══ Input for this task

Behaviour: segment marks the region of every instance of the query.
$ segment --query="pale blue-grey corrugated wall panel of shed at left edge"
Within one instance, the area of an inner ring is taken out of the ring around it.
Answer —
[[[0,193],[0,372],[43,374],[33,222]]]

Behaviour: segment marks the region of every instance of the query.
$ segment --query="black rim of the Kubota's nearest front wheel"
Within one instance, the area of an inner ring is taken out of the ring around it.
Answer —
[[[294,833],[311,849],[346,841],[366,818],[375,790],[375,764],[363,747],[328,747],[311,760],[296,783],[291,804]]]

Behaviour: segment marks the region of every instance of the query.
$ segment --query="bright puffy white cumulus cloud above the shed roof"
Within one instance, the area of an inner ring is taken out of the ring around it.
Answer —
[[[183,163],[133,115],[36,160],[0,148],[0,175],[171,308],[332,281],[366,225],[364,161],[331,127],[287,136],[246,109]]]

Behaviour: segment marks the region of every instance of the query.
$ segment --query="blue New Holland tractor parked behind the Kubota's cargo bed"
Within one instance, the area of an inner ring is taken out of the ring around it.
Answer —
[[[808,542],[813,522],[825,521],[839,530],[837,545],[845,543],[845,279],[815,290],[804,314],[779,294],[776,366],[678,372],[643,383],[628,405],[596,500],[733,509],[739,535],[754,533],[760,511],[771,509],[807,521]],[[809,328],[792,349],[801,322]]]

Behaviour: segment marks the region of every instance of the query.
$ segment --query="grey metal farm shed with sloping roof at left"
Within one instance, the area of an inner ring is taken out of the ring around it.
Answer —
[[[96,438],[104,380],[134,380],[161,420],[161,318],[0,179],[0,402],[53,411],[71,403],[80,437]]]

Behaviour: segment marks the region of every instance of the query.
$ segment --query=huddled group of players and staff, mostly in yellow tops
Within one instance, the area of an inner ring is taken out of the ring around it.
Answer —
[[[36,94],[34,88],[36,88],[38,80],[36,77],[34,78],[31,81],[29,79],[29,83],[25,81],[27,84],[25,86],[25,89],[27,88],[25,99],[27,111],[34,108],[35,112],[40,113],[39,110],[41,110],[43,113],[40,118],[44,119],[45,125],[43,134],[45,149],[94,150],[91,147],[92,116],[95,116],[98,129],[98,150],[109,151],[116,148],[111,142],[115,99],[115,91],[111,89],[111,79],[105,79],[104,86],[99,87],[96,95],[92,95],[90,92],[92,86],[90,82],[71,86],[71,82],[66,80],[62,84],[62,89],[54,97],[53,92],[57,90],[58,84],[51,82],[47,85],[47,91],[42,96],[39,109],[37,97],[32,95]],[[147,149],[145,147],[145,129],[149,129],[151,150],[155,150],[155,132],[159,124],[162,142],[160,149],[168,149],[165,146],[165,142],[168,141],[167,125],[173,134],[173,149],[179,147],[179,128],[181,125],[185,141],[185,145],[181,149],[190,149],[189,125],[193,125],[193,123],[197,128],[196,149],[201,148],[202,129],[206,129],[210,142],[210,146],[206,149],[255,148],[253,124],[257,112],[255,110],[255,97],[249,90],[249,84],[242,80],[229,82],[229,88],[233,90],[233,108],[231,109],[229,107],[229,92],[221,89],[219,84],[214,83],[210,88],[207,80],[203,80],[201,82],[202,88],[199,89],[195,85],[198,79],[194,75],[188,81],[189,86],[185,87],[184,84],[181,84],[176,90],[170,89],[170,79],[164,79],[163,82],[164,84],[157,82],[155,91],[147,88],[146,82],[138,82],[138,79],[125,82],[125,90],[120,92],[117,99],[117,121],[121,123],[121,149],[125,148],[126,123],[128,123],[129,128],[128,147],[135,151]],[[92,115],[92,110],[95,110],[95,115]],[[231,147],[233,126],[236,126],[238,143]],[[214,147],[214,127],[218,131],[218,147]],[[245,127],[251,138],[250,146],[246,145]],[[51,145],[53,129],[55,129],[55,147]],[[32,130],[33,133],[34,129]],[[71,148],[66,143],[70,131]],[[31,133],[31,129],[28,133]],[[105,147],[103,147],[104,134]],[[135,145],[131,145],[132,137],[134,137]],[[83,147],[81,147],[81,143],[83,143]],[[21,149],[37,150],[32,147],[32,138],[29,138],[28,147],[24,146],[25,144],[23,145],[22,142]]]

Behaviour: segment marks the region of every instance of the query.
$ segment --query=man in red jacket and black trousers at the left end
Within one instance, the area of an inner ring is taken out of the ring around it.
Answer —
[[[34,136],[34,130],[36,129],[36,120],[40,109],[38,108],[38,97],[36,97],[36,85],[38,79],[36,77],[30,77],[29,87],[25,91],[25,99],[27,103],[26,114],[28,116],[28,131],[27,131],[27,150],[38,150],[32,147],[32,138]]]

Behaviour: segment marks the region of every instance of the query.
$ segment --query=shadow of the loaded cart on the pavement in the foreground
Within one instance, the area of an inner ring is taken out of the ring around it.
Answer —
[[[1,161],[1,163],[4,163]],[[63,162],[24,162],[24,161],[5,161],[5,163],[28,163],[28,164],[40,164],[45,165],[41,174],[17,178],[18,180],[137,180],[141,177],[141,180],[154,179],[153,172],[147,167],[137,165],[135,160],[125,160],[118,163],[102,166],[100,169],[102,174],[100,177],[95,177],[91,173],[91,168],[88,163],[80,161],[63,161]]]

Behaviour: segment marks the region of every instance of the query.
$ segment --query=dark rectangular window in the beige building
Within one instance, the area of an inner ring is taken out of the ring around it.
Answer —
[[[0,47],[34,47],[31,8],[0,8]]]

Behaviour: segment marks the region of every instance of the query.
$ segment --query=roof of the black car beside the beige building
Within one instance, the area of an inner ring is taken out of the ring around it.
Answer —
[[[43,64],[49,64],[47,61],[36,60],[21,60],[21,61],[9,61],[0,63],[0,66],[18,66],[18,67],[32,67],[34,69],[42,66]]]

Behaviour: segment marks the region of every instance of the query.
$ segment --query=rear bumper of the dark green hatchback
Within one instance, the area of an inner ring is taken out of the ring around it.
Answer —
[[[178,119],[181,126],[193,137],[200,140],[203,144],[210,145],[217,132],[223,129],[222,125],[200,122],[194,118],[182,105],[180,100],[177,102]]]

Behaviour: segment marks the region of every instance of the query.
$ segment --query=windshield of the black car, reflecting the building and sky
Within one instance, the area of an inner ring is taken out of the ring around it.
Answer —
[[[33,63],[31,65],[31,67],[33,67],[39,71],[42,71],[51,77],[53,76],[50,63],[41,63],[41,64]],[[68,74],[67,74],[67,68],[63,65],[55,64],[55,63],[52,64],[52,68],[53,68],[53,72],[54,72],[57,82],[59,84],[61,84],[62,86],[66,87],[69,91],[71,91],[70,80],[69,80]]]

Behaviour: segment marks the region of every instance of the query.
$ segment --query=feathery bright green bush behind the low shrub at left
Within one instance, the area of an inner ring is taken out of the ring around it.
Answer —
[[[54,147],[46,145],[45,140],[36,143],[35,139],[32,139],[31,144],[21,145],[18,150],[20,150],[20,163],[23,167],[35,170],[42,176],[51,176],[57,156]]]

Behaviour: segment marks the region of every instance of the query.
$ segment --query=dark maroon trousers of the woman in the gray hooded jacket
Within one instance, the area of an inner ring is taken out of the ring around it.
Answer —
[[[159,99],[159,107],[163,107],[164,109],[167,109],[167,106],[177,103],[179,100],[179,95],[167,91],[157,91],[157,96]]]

════

The problem
If a line of the entries holds the word "black", copy it out.

Reply to the task
$ segment --query="black rim of the Kubota's nearest front wheel"
$ segment --query=man in red jacket and black trousers at the left end
$ segment --query=roof of the black car beside the beige building
$ segment --query=windshield of the black car, reflecting the building and sky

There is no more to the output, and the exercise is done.